* Task statement
Rewrite the watch listing between "Every Aquadive case" and "at 6 o'clock.", inclusive, with "Helium Release Valve" replaced by "Gas Escape Valve".
[Page excerpt — start]
Hours, minutes, seconds, date at 3 o'clock, GMT, and 24 hour display on the inner bezel

Case:

Every Aquadive case is turned and CNC machined in Germany out of one solid block of German 316L surgical grade stainless steel, and screw down case back. Limited edition of 500 pieces engraved ***/500. Size: 43 mm diameter excluding crown, 49 mm from lug to lug, 15mm height. Water resistant to 1000 meters / 3300 feet. Integrated automatic Helium Release Valve (HRV) at 6 o'clock.






Movement:

Swiss Made ETA 2893-2, hours, minutes, sweep second, GMT, self-winding mechanism with ball bearing rotor, date, corrector, stop second device regulator system, ETACHRON and regulator corrector. 21 jewels, shock protection, 51 degree lift angle, automatic, unidirectional winding, Rate: 28,800 bph, power reserve 42 hours, hacking seconds hand, hour, minute, central seconds hands, quick-set date, 24-hour hand. Size: 11.5 ligne. Accuracy, adjusted in 5 positions with an individual certificate that accompanies each watch.

UPDATED UPDATED UPDATED UPDATED

Introductory pre-order pricing on the Aquadive Bathyscaphe 100GMT is as follows,

The ETA 2893 version is $1,990.00 USD. And once the introductory period ends, the list price will be $2,390.00 USD

The high grade Soprod A10 version is $2,290.00 USD. And once the introductory period ends, the list price will be $2,690.00 USD










NOTE: The movement shown in the photo is an optional High Grade 25 Jewel movement that will be available for the AQUADIVE Bathyscaphe 100GMT


----------



## jeff wilson

Very nice


----------



## W. C. Bartlett

Wheen I reviewed the info on this piece and saw the pic with the GMT function and that dial with the yellow chapter ring and it has one of my favorite case designs, I do not know about you, but I am sunk.


----------



## arutlosjr11

W. C. Bartlett said:


> Wheen I reviewed the info on this piece and saw the pic with the GMT function and that dial with the yellow chapter ring and it has one of my favorite case designs, I do not know about you, but I am sunk.


Sunk as well.


----------



## DEMO111

W. C. Bartlett said:


> Wheen I reviewed the info on this piece and saw the pic with the GMT function and that dial with the yellow chapter ring and it has one of my favorite case designs, I do not know about you, but I am sunk.


Bill, I totally agree with you. I see a new AD in my future.


----------



## skin diver

Me too... gotta have it. I like the new bezel especially.
[Page excerpt — finish]
[Data excerpt — start]
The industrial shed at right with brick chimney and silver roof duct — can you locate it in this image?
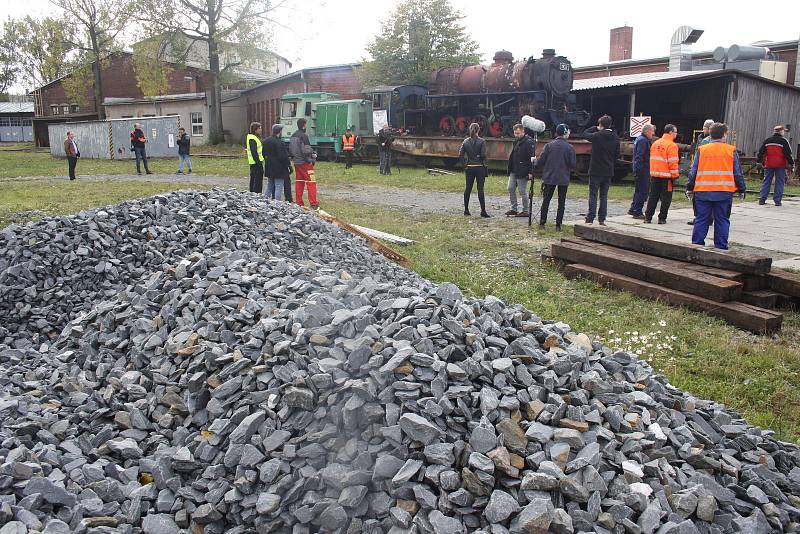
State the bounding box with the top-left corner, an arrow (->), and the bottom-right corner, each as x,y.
573,26 -> 800,157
[Data excerpt — finish]
* Response for this exercise
Every Aquadive case is turned and CNC machined in Germany out of one solid block of German 316L surgical grade stainless steel, and screw down case back. Limited edition of 500 pieces engraved ***/500. Size: 43 mm diameter excluding crown, 49 mm from lug to lug, 15mm height. Water resistant to 1000 meters / 3300 feet. Integrated automatic Gas Escape Valve (HRV) at 6 o'clock.